PASSAGE =
Evidence of Growing Opioid Epidemic Continues
December 23, 2016
The Agency for Healthcare Research and Quality (AHRQ) and the Pennsylvania State Coroners Association have each issued reports that provide growing evidence of a growing opioid epidemic in Pennsylvania and across the nation.
AHRQ’s Opioid-Related Inpatient Stays and Emergency Department Visits by State, 2009–2014 found that opioid-related emergency department visits rose nationally by 99 percent and inpatient stays increased by 64 percent between 2005–2014. In addition, Pennsylvania hospitals reported an increasing rate of opioid-related inpatient stays in 2014 (242 visits per 100,000 population), placing it above the national rate (224 visits per 100,000 population). This increase in opioid-related inpatient stays places Pennsylvania 14th among the 14 states and District of Columbia with rates that exceed the national rate.
In addition, the Pennsylvania State Coroners Association issued its Report on Overdose Death Statistics that found overdose deaths in the state rose by 30 percent between 2014–2015, to 3,505 deaths. This equates to nearly 10 Pennsylvanians dying each day from drug-related causes.
Earlier this year, the U.S. surgeon general released a comprehensive report detailing the state of substance abuse in America and proposing sustainable solutions to address the public health crisis. The first report of its kind, it has the same sense of urgency as the report released in 1964 that shaped public attitudes and the government’s response to the growing evidence of the health impacts of smoking.
In response, this year, Gov. Tom Wolf announced $20 million among state behavioral health budgets, Medical Assistance, and federal funding to more than double the number of Centers of Excellence to 45 locations across the state. Dr. Rachel Levine, Physician General of the Pennsylvania Department of Health, has provided a statewide standing order for naloxone, the reversal medication used to treat an overdose, to assure that it is available to anyone wishing to purchase it at any Pennsylvania pharmacy. Additionally, a package of bills was signed by Gov. Wolf to strengthen the recently started Prescription Drug Monitoring Program.

WHAT TO PRODUCE = Reproduce the opioid epidemic report word for word, in its entirety.

RECORDED INFORMATION =
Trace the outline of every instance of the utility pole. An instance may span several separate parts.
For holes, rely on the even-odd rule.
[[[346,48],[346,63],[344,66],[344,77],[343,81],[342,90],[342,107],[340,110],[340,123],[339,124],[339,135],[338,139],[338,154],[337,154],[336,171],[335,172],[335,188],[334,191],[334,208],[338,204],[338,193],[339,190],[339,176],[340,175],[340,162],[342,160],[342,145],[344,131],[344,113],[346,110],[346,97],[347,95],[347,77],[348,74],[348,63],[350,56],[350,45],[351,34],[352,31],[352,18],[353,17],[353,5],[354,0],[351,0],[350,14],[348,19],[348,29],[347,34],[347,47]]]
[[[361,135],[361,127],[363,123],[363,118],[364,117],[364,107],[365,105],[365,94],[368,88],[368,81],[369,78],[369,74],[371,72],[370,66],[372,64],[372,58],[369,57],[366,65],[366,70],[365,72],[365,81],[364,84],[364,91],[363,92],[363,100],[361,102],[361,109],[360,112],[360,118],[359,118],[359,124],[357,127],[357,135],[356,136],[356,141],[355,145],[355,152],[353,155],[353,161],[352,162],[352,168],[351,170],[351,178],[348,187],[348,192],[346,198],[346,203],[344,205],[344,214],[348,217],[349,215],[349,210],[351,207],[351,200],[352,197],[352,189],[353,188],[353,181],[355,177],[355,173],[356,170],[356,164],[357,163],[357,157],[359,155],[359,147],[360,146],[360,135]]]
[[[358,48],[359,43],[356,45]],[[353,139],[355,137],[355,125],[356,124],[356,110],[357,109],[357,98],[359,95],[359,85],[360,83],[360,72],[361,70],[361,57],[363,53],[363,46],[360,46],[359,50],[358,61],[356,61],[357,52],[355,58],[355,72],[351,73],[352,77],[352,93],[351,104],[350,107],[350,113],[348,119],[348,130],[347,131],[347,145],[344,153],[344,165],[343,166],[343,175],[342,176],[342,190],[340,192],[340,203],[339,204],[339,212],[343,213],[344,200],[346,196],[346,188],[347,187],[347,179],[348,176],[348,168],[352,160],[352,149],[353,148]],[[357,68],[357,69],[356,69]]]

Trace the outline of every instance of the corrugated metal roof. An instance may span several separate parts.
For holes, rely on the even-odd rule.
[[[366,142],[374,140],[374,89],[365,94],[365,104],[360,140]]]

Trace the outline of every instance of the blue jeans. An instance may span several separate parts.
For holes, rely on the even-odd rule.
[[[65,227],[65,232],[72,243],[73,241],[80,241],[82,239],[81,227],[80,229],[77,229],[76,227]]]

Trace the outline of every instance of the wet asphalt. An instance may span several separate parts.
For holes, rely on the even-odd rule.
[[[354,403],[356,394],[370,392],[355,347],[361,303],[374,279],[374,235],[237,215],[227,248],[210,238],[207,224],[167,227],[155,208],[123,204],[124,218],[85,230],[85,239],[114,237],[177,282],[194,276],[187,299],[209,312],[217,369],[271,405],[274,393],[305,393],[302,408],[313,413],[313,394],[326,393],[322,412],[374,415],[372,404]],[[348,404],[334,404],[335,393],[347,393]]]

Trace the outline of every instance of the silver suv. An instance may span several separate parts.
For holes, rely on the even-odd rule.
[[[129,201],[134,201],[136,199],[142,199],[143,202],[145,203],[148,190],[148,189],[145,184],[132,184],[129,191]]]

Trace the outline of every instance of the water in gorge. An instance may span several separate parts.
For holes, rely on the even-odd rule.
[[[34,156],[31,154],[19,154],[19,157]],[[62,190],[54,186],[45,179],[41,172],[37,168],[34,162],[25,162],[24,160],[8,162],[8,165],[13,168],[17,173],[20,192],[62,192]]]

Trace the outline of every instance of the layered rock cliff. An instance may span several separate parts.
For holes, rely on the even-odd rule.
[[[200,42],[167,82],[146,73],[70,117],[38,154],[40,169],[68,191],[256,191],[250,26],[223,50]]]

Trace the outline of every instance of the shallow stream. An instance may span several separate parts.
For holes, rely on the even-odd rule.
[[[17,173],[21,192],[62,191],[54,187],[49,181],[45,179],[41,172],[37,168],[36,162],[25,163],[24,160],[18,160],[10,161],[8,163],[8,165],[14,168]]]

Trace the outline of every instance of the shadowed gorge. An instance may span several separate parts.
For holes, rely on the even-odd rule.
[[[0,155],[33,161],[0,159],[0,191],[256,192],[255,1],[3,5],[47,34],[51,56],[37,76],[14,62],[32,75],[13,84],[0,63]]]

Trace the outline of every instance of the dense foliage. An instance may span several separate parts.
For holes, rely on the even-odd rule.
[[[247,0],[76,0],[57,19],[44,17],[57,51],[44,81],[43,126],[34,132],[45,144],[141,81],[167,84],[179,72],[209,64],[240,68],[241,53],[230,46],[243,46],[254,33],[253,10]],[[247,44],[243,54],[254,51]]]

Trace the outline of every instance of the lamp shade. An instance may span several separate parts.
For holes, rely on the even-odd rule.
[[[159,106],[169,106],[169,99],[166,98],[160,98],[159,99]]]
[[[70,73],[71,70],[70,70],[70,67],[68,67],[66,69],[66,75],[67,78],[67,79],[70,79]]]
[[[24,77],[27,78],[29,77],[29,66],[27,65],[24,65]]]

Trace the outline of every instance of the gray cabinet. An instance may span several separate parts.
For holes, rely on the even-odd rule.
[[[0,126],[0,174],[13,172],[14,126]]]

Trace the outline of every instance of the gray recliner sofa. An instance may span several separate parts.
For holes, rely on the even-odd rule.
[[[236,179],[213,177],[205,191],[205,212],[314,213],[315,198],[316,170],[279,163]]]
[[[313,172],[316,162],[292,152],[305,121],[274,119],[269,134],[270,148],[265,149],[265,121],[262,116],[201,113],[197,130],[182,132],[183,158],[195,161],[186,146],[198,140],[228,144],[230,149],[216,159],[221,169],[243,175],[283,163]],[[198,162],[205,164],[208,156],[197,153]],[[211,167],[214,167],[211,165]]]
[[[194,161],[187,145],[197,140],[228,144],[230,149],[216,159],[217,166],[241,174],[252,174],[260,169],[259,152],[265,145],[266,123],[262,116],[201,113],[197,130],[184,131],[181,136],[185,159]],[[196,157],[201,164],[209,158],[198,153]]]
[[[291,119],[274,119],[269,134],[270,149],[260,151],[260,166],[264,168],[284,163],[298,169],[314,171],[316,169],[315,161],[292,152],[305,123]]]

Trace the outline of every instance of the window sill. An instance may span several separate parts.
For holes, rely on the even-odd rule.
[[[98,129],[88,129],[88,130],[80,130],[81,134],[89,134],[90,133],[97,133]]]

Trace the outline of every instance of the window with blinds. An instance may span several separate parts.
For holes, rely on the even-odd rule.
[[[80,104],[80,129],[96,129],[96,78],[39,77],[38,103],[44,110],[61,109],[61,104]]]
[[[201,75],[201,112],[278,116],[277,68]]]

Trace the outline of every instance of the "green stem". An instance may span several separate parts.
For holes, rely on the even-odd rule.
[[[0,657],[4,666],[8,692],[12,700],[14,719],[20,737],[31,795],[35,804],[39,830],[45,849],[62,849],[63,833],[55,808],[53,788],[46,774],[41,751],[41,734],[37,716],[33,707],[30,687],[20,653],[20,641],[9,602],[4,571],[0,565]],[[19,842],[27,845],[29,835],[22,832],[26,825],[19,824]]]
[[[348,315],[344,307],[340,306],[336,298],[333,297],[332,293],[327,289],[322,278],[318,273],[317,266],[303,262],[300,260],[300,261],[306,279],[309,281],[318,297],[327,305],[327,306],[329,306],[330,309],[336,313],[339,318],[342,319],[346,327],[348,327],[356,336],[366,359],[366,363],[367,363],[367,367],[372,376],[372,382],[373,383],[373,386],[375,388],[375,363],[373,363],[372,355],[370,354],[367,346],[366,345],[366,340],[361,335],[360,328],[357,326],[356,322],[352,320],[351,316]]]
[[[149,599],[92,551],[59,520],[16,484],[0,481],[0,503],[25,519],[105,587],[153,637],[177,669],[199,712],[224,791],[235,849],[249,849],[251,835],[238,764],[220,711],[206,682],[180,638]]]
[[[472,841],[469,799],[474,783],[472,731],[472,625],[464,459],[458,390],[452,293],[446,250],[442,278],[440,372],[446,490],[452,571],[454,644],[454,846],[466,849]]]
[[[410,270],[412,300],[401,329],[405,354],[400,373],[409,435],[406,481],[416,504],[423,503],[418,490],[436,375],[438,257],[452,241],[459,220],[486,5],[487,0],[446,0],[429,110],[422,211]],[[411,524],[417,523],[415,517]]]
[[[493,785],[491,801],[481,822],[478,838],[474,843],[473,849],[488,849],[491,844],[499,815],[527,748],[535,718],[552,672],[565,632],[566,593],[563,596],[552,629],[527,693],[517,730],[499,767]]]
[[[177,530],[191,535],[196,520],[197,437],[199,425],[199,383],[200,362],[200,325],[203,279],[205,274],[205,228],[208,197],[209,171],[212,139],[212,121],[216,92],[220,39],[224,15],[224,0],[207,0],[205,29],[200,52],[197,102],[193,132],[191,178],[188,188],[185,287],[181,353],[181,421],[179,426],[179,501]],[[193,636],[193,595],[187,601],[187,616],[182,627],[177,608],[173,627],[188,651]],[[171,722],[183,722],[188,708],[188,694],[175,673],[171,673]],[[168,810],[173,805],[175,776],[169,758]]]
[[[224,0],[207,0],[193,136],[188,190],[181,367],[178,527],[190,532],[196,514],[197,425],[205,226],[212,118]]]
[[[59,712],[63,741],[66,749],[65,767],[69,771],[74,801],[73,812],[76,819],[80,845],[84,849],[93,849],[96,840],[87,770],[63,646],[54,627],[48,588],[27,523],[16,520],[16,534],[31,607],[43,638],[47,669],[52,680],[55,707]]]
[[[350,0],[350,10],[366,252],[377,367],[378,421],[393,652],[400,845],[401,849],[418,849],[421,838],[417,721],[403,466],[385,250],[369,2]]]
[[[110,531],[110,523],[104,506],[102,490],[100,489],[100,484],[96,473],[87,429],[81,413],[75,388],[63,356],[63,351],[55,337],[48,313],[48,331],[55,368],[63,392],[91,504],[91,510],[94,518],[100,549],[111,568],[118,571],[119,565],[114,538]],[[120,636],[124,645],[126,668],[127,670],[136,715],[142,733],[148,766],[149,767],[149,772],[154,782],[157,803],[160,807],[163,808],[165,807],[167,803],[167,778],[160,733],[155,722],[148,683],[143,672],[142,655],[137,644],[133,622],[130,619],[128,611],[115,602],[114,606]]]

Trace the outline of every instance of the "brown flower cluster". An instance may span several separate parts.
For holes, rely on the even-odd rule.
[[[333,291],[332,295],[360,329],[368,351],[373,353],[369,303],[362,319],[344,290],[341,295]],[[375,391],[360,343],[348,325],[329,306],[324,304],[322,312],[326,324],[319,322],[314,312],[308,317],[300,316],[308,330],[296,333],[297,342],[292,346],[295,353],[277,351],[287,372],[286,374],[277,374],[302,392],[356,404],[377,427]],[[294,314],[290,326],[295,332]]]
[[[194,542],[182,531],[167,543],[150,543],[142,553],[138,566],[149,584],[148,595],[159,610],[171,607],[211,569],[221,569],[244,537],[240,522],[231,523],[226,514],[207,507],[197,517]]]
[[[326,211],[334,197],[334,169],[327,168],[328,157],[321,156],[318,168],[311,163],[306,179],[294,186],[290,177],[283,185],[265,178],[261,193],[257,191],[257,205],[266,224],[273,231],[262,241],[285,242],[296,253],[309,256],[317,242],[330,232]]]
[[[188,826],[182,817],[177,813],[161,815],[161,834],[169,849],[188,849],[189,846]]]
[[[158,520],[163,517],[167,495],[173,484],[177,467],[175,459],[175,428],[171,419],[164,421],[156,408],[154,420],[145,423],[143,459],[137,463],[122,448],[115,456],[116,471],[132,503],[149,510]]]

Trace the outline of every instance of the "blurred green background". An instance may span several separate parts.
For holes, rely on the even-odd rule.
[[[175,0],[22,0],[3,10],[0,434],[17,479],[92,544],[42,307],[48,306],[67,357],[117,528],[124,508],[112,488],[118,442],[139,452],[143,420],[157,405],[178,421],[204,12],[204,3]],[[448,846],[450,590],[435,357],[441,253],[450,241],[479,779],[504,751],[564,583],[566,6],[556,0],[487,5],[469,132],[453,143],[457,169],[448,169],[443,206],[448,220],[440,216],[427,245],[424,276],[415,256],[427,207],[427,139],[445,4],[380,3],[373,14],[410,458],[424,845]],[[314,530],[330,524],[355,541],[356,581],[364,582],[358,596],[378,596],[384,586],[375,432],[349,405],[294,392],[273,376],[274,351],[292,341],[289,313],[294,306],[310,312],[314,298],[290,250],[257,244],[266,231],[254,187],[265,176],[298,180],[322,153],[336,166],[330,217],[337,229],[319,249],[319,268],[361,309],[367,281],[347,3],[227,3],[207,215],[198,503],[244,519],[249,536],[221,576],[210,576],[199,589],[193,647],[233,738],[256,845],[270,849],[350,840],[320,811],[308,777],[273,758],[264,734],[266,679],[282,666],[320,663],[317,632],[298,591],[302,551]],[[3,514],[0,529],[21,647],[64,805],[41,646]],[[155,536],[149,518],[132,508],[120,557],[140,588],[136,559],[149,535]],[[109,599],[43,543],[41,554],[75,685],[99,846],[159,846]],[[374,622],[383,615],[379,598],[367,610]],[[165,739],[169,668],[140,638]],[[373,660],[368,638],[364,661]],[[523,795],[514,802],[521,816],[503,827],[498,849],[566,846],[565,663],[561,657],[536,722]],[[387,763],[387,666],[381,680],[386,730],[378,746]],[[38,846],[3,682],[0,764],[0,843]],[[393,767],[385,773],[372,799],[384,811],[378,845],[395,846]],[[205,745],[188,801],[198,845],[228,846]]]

OUTPUT =
Evidence of Growing Opioid Epidemic Continues
December 23, 2016
The Agency for Healthcare Research and Quality (AHRQ) and the Pennsylvania State Coroners Association have each issued reports that provide growing evidence of a growing opioid epidemic in Pennsylvania and across the nation.
AHRQ’s Opioid-Related Inpatient Stays and Emergency Department Visits by State, 2009–2014 found that opioid-related emergency department visits rose nationally by 99 percent and inpatient stays increased by 64 percent between 2005–2014. In addition, Pennsylvania hospitals reported an increasing rate of opioid-related inpatient stays in 2014 (242 visits per 100,000 population), placing it above the national rate (224 visits per 100,000 population). This increase in opioid-related inpatient stays places Pennsylvania 14th among the 14 states and District of Columbia with rates that exceed the national rate.
In addition, the Pennsylvania State Coroners Association issued its Report on Overdose Death Statistics that found overdose deaths in the state rose by 30 percent between 2014–2015, to 3,505 deaths. This equates to nearly 10 Pennsylvanians dying each day from drug-related causes.
Earlier this year, the U.S. surgeon general released a comprehensive report detailing the state of substance abuse in America and proposing sustainable solutions to address the public health crisis. The first report of its kind, it has the same sense of urgency as the report released in 1964 that shaped public attitudes and the government’s response to the growing evidence of the health impacts of smoking.
In response, this year, Gov. Tom Wolf announced $20 million among state behavioral health budgets, Medical Assistance, and federal funding to more than double the number of Centers of Excellence to 45 locations across the state. Dr. Rachel Levine, Physician General of the Pennsylvania Department of Health, has provided a statewide standing order for naloxone, the reversal medication used to treat an overdose, to assure that it is available to anyone wishing to purchase it at any Pennsylvania pharmacy. Additionally, a package of bills was signed by Gov. Wolf to strengthen the recently started Prescription Drug Monitoring Program.